The True-Life Tales of Arthur & Archie

This is Day Four of the "How Totally Useless Is the Dallas City Council" watch, and you know what my problem is already? I'm bored.

This is all about the serial faux pas problem with Dallas Mayor Pro Tem Dwaine Caraway, who is slated to become the real mayor of the city at some point in the next two weeks, when the current real mayor resigns to run for higher office.

You know what I mean -- serial faux pas. Pants. Gambling house. Arthur and Archie. Dog killer. And then he becomes mayor?

That can't happen. Before that happens, the council needs to vote to remove Caraway from the line of succession. But they can't do that. They can't vote to take his mayor pro tem title away, because they are deadlocked. The white ones want a white mayor pro tem. The black ones want a black mayor pro tem. The Latino ones want ... I think you get the picture.

Useless, in other words. The city council and mayor are totally useless. The purpose of my watch is to see just how totally useless they are. How long will it take? But we already know the answer to that one, right? So I'm kind of bored already.

Just to pass the time sometimes, I try look for the silver lining. As a writer and journalist, for example, I think the two best things to come out of the whole Caraway affair have been Arthur and Archie -- the two characters Caraway made up to explain why the cops had been called to his home to settle a disturbance.

Caraway tried to deny there had been a fight between him and his wife, state Rep. Barbara Mallory Caraway. He said two guests at the house named Arthur and Archie had gotten into a fight over a football game they were watching. "Archie loves the Cowboys, and Arthur hates them," Caraway explained. "Everybody knows how bad Arthur hates the Cowboys." Sure. Everybody.

Later he admitted it was a fight with his wife.

I want to keep Arthur and Archie around. For some reason I like them. I would be sad to see them go. So, while we're doing this watch thing, I thought I would help pass the time by writing a little mini-series I want to call The Adventures of Arthur and Archie.


Chapter One

Arthur and Archie are walking down McKinney Avenue in Uptown one sunny afternoon. Many people reading about them here may be surprised to learn that Arthur and Archie are white. Archie is a slight man with stooped shoulders, wispy brown-blond hair, a sad face and eyebrows that fly up and down expressively. He wears a light-colored suit and tie, with a shirt collar several sizes too big for his neck.

Archie, on the other hand, is a very large and rotund man with a small black mustache and black hair slicked to his head, combed in a little spit-curl over his forehead. He wears a tight-fitting black suit, way too small for him, with high-water pants and jacket cuffs high on his forearms. Beneath his chin a short necktie bobs down barely to his breastbone.

Arthur stops on the sidewalks and says, "Archie, I'm getting awfully hungry."

Exercises:
**a)** In the column above, which four things does the paragraph beginning "You know what I mean" give as examples of the serial faux pas? List all of them.
**b)** Rewrite the column's paragraph that begins "That can't happen." in two or three shorter sentences, keeping its main facts.
**c)** Carry the column forward, picking up after Arthur tells Archie he is getting awfully hungry.

Dataset:
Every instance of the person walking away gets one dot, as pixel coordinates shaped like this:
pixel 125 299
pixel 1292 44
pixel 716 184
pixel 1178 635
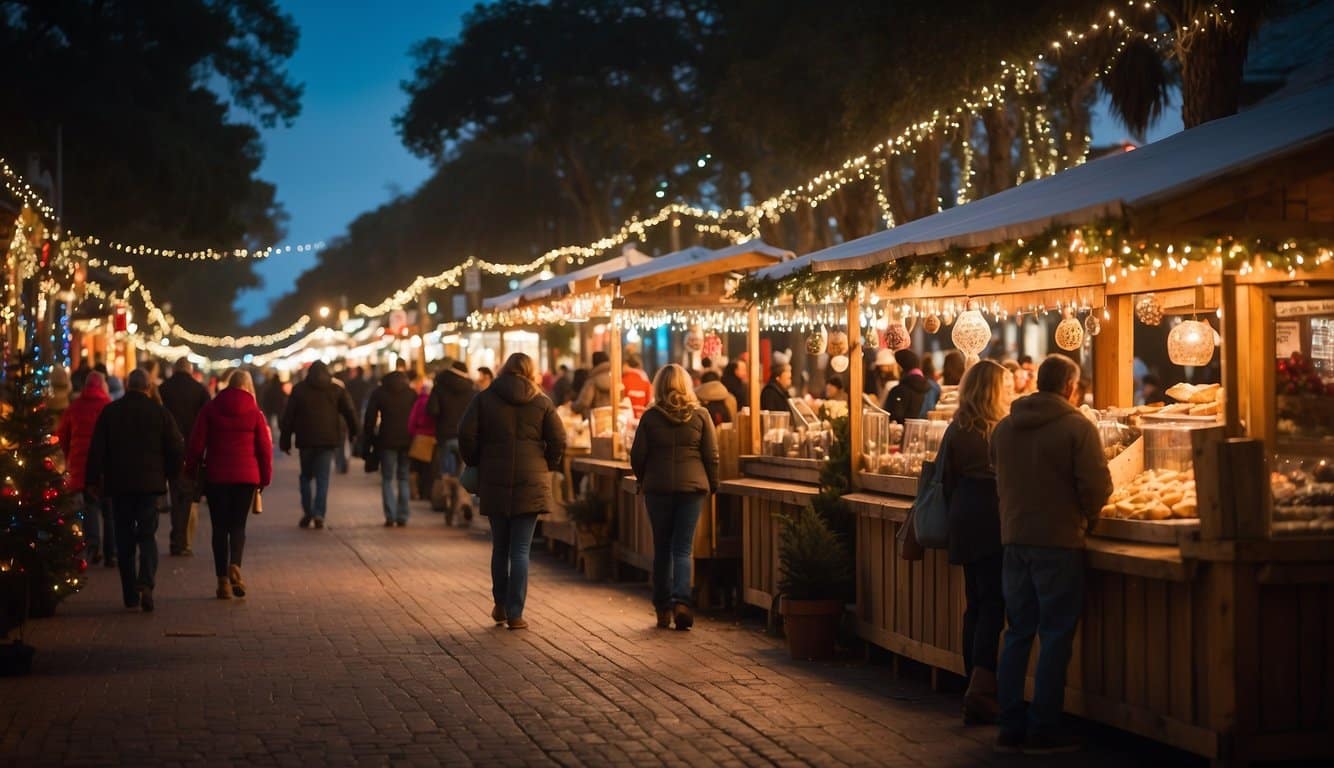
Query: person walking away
pixel 907 399
pixel 635 384
pixel 387 414
pixel 1051 478
pixel 448 400
pixel 184 398
pixel 511 434
pixel 715 399
pixel 422 431
pixel 970 490
pixel 596 390
pixel 231 442
pixel 775 394
pixel 675 459
pixel 135 448
pixel 75 434
pixel 312 418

Answers to the tasks:
**a)** Pants; Gambling house; Arthur and Archie; Dog killer

**b)** To stop Caraway from becoming mayor, the council would have to vote to strip his mayor pro tem title and remove him from the line of succession. It cannot do so because it is deadlocked. White members want a white mayor pro tem, black members want a black one, and Latino members are implied to want the same for their group.

**c)**
Archie draws up to a halt, puts his fists on his huge hips and glowers. "Well, isn't this a fine fiddle! What on earth do you expect me to do about it in our current circumstances?" He jams his fists into his pockets and snaps the pockets inside-out. He is broke.

Arthur minces, crossing his legs as he stands and looking down shyly. With one hand he flaps his necktie at Archie and with the other he points up at an overhead police security camera.

Archie looks up at the camera, peers shrewdly at Arthur, back up at the camera. Finally the light bulb of understanding comes on. "AHA!" he roars. "Perhaps you have a good idea after all, Arthur. We shall ask the chief of police to deliver us a pizza."

Arthur and Archie turn their faces upward to the police camera. "Dallas Police Chief David Brown," Archie calls out pompously, "it's Arthur and Archie here, the famous friends of Dallas Mayor Pro Tem Dwaine Caraway. We know you are watching, sir. You are always watching.

"We need you to send a patrol car out here with a pizza for us, hand-tossed, extra cheese, with Jimmy's sausage on it. We would like you to get on this right away, sir, if you do not mind, kind sir!"

Arthur says shyly to the camera, "No mushrooms, please."

Meanwhile back at Police Headquarters Dallas Police Chief David Brown is skulking back and forth across the vast expanse of his windowless office. It's a scene from a science fiction movie -- an office the size of a ballroom. Three walls are covered with thousands of video displays from security cameras all over Dallas. The fourth wall is taken up entirely by a gigantic movie screen, and on that screen, 10 times life-size, we see the upward craning mugs of our intrepid duo.

Archie is snapping bulbous fingers up at the camera, calling out in a shrill shout, "Let's not dawdle, Chief. Let's not dawdle!"

Chief Brown, head bent low, staring at his feet as he shuffles back and forth beneath the screen, flutters the fingers of both hands at his sides and mutters, "I can't take this. Not again. Damned Arthur and Archie! Not again! I won't do it! They're making a laughingstock of me. People on the street hoot and holler when I drive by."

He turns to his assistants imploringly. "They have a name for me, I know. The public calls me something behind my back, but I don't know what it is. No one will tell me. But you know. I know you know. You can tell me. I won't hold it against you. I will respect you for shooting straight with me. What do they call me?"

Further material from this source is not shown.